**MATERIAL TO PROCESS**

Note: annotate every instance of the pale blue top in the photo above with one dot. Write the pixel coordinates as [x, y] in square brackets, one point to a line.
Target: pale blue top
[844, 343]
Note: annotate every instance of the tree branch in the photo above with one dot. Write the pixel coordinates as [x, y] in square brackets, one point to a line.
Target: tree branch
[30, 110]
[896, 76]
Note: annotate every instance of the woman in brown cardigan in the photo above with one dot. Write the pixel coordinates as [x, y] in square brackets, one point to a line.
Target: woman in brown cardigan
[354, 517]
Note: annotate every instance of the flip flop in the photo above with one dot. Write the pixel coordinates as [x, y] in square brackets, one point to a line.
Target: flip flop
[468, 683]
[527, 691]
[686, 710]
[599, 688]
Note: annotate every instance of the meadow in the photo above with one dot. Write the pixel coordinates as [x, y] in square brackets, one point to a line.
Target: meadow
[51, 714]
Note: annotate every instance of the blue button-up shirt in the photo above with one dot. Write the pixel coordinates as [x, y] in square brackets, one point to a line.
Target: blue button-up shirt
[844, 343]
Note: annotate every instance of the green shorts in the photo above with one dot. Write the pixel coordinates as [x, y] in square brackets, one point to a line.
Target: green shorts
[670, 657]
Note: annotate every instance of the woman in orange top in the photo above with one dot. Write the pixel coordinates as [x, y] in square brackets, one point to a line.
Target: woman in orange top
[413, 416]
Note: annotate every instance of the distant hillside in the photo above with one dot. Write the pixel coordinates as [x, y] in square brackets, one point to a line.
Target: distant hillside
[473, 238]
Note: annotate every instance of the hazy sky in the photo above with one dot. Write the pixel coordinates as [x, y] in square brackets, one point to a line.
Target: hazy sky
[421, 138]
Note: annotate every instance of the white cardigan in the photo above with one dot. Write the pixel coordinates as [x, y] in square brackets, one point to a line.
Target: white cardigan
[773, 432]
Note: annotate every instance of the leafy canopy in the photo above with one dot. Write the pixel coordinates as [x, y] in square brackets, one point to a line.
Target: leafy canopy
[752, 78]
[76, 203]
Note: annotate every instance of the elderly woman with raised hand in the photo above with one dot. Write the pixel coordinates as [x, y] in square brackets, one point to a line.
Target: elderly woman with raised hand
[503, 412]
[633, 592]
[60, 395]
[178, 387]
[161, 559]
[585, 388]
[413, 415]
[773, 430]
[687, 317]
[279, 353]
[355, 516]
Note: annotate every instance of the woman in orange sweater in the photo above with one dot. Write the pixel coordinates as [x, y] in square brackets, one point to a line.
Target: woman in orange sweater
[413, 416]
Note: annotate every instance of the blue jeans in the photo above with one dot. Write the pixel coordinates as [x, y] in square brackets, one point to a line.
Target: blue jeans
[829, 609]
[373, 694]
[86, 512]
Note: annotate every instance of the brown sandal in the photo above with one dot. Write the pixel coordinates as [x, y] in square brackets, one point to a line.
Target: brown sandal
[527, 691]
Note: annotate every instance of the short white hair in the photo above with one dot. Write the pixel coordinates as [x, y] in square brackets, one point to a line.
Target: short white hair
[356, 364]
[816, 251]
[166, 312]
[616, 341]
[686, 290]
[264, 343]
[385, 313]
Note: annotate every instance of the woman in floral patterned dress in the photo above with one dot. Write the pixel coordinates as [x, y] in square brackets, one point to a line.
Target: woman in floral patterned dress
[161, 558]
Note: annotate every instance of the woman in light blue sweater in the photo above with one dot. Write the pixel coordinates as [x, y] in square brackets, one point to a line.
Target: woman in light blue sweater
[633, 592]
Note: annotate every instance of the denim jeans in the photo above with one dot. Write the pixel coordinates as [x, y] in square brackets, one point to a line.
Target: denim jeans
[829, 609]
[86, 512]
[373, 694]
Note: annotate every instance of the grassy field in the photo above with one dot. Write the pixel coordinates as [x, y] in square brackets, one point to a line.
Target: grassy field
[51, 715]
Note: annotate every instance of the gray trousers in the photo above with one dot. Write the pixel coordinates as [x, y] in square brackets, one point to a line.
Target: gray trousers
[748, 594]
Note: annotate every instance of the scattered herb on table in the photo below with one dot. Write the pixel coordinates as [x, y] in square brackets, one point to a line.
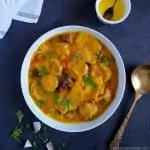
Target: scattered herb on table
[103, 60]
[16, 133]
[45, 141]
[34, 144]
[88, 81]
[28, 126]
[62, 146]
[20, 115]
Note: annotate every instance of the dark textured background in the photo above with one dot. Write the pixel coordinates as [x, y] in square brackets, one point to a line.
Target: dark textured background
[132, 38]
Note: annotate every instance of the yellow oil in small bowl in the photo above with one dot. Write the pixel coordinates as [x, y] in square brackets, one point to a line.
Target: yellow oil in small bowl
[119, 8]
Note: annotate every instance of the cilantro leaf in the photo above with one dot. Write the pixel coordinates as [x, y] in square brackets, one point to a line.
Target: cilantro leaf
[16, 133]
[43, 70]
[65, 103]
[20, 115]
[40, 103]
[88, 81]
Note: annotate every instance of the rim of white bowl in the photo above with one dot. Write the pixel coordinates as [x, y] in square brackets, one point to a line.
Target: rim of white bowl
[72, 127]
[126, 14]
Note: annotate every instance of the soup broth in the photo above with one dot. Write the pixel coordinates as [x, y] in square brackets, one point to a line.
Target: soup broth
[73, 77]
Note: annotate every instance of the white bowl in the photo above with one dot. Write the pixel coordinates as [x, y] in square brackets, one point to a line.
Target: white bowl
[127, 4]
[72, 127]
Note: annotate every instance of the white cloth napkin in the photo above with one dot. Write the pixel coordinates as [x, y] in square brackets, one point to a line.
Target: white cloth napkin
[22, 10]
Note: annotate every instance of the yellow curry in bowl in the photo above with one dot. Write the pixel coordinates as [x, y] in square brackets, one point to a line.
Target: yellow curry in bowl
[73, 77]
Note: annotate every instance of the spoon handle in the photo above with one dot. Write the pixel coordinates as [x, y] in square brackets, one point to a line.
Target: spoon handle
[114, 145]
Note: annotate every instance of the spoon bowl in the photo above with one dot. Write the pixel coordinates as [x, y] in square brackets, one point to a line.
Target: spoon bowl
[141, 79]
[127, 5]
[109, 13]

**WHAT YOU SHOULD DO**
Quote the records above exactly, leaving out any pictures.

**THE COMPLETED TASK**
Note: annotate every instance of the pale blue top in the photo above with one dot. Write the pixel coordinates as [x, y] in square brackets, one point to a line.
Target: pale blue top
[844, 343]
Note: annotate every instance of the tree branch in the photo above with one dot. Write the pixel coordinates as [x, y] in square brackets, one point to a line.
Target: tree branch
[30, 110]
[896, 76]
Note: annotate every instance of the woman in brown cardigan in the photo above with one dot. Write the pixel coordinates as [x, y] in square brackets, one point to a line.
Target: woman in brown cardigan
[354, 517]
Note: annotate every instance of the flip flop in the photo above with one dot. Write the pixel coordinates as [x, y] in square brackets, one point to a line.
Target: flip flop
[468, 683]
[527, 691]
[686, 710]
[599, 688]
Note: annotate every instance of the meadow in the photo above with one dot. Write the pixel coordinates as [x, y] in square brackets, one point to a line.
Target: meadow
[51, 714]
Note: annotate every instance of the blue button-up shirt in the photo above with one dot. Write the pixel coordinates as [x, y] in square brackets, one point to a line.
Target: blue button-up shirt
[844, 343]
Note: annotate every instance of the green shorts in the photo above with one dot. Write the pixel coordinates as [x, y] in square brackets, one point to a line.
Target: green shorts
[670, 657]
Note: annotate every instance of the woman in orange top in the photo above with one dot. Write the pixel coordinates as [x, y] in square brackets, one point to a line.
Target: woman in orange top
[413, 416]
Note: annotate every instance of the distant hillside in the photo above with one dot. Write the pixel coordinates as [x, y] in square brackets, one point to a line.
Target: distant hillside
[473, 238]
Note: annotate every instance of the hazy sky in the photo above with one dot. Write the pixel coordinates as [x, y] in square brackets, one point to a line.
Target: hazy sky
[421, 138]
Note: annotate every instance of the white cardigan in the photo above with one dot. Write the pixel coordinates as [x, y] in square brackets, one point to a line.
Target: white cardigan
[773, 432]
Note: annotate every instance of the leafy canopy in the photo above with one dot. Write the pixel coordinates as [x, y] in square brackets, one point to a line.
Target: leafy canopy
[752, 78]
[76, 203]
Note: annotate every instance of the elderly woman with raised hand in the photo above with one dot. Write the pixel coordinates as [x, y] in square brackets, one point to a line.
Target: elderly woman with raised hand
[503, 412]
[633, 592]
[60, 395]
[178, 387]
[161, 559]
[585, 388]
[413, 415]
[773, 430]
[687, 317]
[279, 353]
[355, 516]
Note: annotate every instance of the woman in orange sweater in the photo above with one dot. Write the pixel coordinates as [x, y] in square brackets, one point to a line.
Target: woman in orange sweater
[413, 416]
Note: annotate every instance of the blue jeans in the photo above with one dot. Write the pixel coordinates as [x, y] in square brackets, one point to a line.
Target: blue jeans
[829, 609]
[373, 694]
[86, 512]
Note: annotate every instance of the brown sandal in the photo above with one dot. Write the pixel coordinates as [x, y] in square brackets, one point to a line.
Target: brown sandal
[527, 691]
Note: annotate every instance of the short white hair in the photo above with one dot. Write the pixel coordinates as [x, y] in square brackets, one point to a line.
Target: short white hair
[356, 364]
[816, 251]
[166, 312]
[616, 341]
[686, 290]
[264, 343]
[385, 313]
Note: annotate every instance of the woman in floral patterned dress in the photo above with one dot. Write the pixel coordinates as [x, y] in square brackets, one point to a line.
Target: woman in floral patterned dress
[161, 558]
Note: annotate every instance of the woman in light blue sweater in the photo above with one dot. Write the pixel coordinates as [x, y] in square brackets, one point to a line.
Target: woman in light blue sweater
[633, 592]
Note: annotate every instance of the denim jeans in the photo above with one dot. Write the pixel coordinates as [x, y] in square brackets, one point to a line.
Target: denim jeans
[829, 609]
[86, 512]
[373, 694]
Note: annotate every instance of the grassy field in the photo above with one dot. Write the pixel coordinates as [x, y] in square brackets, one point to a line.
Target: grassy field
[51, 715]
Note: annotate every instance of the gray trousers in the photo above with one dot. Write the pixel coordinates as [x, y] in square brackets, one point to a line.
Target: gray trousers
[748, 594]
Note: annotate every instance of the scattered herb on table in the photo below with one dot. Write the pixel coordinates as [x, y] in square brackets, one point to a line.
Target: scattered herb on table
[103, 60]
[16, 133]
[45, 141]
[34, 144]
[88, 81]
[28, 126]
[62, 146]
[20, 115]
Note: annotate every instance of the dark textured background in the photo above with one dot. Write the pixel coordinates as [x, y] in square brackets, one point to a line.
Target: dark textured background
[132, 38]
Note: annotate every instance of the yellow oil in small bowl in the photo above with one dot. Write the pixel coordinates as [x, y] in square brackets, one point to a line.
Target: yellow oil in small bowl
[119, 8]
Note: annotate every instance of the cilantro leaf in the photo above with one dot. Write the pixel coordinates as [x, y] in square brackets, one point to a line.
Target: cilantro leaf
[16, 133]
[43, 70]
[65, 103]
[20, 115]
[40, 103]
[88, 81]
Note: annotate every instance of the rim of white bowl in the photo above with one dot. Write the pixel coordinates as [x, y] in square brackets, one point to a line.
Target: rim of white bowl
[72, 127]
[126, 14]
Note: annotate every instance of the soup broth in the photo above with one dot. Write the pixel coordinates as [x, y] in square brackets, one point to a line.
Target: soup broth
[73, 77]
Note: annotate every instance of the white bowl in the photo above with one dot. Write the pixel coordinates as [x, y] in square brackets, one point to a line.
Target: white bowl
[127, 4]
[72, 127]
Note: annotate every instance of the white cloth napkin in the photo above with one dot. Write the pixel coordinates as [x, y] in square brackets, one point to a line.
Target: white cloth napkin
[22, 10]
Note: annotate every instance of the yellow curry in bowl in the photo above with one dot. Write the pixel coordinates as [x, y] in square brackets, one point to a line.
Target: yellow curry in bowl
[73, 77]
Note: annotate every instance of the spoon handle in the photo above with one dot. Write the pixel coordinates as [x, y] in square brackets, one point to a line.
Target: spoon handle
[114, 145]
Note: annotate every instance of the spoon bowl in the photo above with one dot. Write the pixel coordinates as [x, y] in square brackets, one point to a line.
Target: spoon bowl
[141, 79]
[127, 5]
[109, 13]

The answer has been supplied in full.